Items.

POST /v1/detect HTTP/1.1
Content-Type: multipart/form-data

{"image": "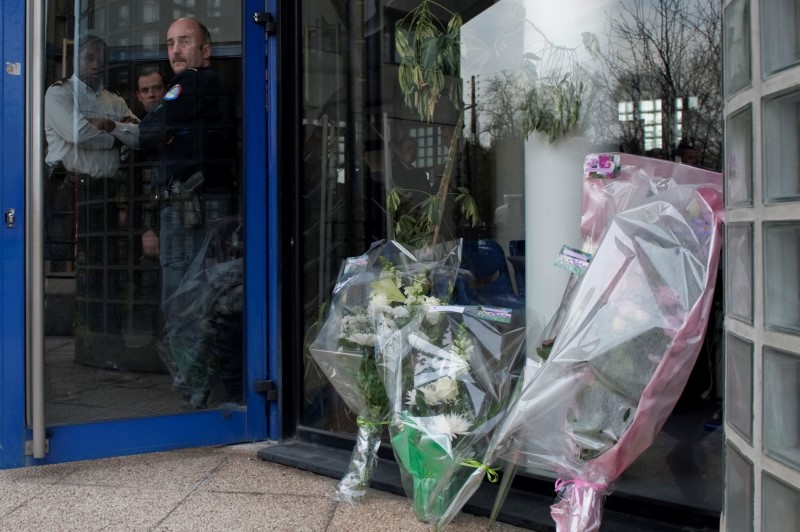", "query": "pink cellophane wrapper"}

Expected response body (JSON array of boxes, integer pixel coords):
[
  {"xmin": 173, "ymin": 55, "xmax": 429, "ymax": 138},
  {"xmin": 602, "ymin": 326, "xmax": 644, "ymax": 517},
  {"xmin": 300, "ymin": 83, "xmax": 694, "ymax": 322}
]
[
  {"xmin": 581, "ymin": 153, "xmax": 722, "ymax": 254},
  {"xmin": 495, "ymin": 156, "xmax": 724, "ymax": 532}
]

What you need to do.
Extract every line of the records above that contains the string "xmax", copying each in its original order.

Response to the exercise.
  {"xmin": 173, "ymin": 55, "xmax": 429, "ymax": 138},
  {"xmin": 602, "ymin": 326, "xmax": 644, "ymax": 517},
  {"xmin": 300, "ymin": 83, "xmax": 694, "ymax": 322}
  {"xmin": 581, "ymin": 153, "xmax": 722, "ymax": 254},
  {"xmin": 495, "ymin": 156, "xmax": 724, "ymax": 532}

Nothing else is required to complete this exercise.